On Wednesday, August 15, 2012 8:46:41 AM UTC-7, Joshua Woodward wrote:

There is no getting rid of the appspot domain. If you want your own domain to point to your app engine project, you need to setup Google apps for that domain.

And when you say for eclipse, you mean java right?

Joshua Woodward

http://joshuawoodward.com/ +
http://twitter.com/howtohtml5


@Joshua Woodward: Oh! I thought Eclipse is only Java, I just Google'd and learned I can do Python too.
I think there are some tutorials on the internet about hosting an static website on GAE using Python. but which one is preferred and which one is easier?
I also downloaded the Python plugin for Eclipse, but since I uploaded my empty app to GAE without Python can I still do it for a full website with pages and images?

◆ Data rows
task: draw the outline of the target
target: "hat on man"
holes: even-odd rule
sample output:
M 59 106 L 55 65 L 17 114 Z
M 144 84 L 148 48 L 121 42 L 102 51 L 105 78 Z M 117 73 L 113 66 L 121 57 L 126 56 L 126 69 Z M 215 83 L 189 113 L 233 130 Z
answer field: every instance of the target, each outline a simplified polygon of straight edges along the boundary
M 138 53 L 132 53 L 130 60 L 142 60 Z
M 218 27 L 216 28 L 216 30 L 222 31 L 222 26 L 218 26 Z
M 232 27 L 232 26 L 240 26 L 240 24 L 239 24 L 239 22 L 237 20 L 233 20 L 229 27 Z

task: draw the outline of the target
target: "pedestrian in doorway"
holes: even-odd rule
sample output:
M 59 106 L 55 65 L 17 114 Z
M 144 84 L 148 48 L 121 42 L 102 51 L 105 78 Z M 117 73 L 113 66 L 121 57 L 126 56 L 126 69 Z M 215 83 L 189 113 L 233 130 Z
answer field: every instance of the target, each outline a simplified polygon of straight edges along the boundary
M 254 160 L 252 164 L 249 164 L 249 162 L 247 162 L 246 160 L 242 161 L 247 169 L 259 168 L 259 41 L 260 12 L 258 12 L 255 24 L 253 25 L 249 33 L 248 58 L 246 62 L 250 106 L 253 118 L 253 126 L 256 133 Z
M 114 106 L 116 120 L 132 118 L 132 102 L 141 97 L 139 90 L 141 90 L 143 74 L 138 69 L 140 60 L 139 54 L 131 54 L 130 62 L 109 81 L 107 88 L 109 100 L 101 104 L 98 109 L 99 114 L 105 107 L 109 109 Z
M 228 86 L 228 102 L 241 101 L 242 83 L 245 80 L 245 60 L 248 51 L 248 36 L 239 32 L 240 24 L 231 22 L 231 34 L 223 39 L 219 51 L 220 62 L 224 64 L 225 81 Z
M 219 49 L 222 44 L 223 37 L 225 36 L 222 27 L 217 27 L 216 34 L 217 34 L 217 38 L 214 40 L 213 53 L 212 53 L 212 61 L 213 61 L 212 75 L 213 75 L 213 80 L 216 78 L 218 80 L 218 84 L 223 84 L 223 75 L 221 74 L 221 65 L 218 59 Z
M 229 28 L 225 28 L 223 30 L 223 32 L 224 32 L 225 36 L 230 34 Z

◆ Required work
a) In the App Engine thread, what does a person need to set up for their own domain so that it points to an App Engine project?
b) Does each statement agree with the App Engine thread? Answer yes or no for each, quoting the words of the thread that decide it.
(i) The appspot domain can be removed.
(ii) The person replying to Joshua Woodward downloaded the Python plugin for Eclipse.
(iii) The reply claims there are no online tutorials about hosting a static website on GAE using Python.
c) Rewrite the paragraph of the App Engine thread that begins "@Joshua Woodward: Oh! I thought Eclipse is only Java" as a short list, keeping its main points.

◆ The replies
a) Google Apps for that domain.

b)
(i) No: "There is no getting rid of the appspot domain."
(ii) Yes: "I also downloaded the Python plugin for Eclipse"
(iii) No: "I think there are some tutorials on the internet about hosting an static website on GAE using Python."

c)
- The writer had assumed Eclipse was only for Java, then found out it also works with Python.
- The writer believes there are online tutorials on hosting a static website on GAE with Python, and asks which one is preferred and easier.
- The writer has downloaded the Python plugin for Eclipse. Since the empty app was uploaded to GAE without Python, the writer asks whether it can still become a full website with pages and images.